* _PROBLEM DESCRIPTION_
When the line containing "Spot the flower" is reached, begin reproducing lines exactly and continue through the last line of the records below.

(Entries taken from a collection)

_ _ _ _ _

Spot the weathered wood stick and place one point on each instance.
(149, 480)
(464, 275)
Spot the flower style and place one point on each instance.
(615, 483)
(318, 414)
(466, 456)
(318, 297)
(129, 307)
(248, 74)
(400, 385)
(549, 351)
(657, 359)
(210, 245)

_ _ _ _ _

* _FINAL ANSWER_
Spot the flower style and place one point on each instance.
(615, 483)
(318, 414)
(466, 456)
(318, 297)
(129, 307)
(248, 74)
(400, 385)
(549, 351)
(657, 359)
(210, 245)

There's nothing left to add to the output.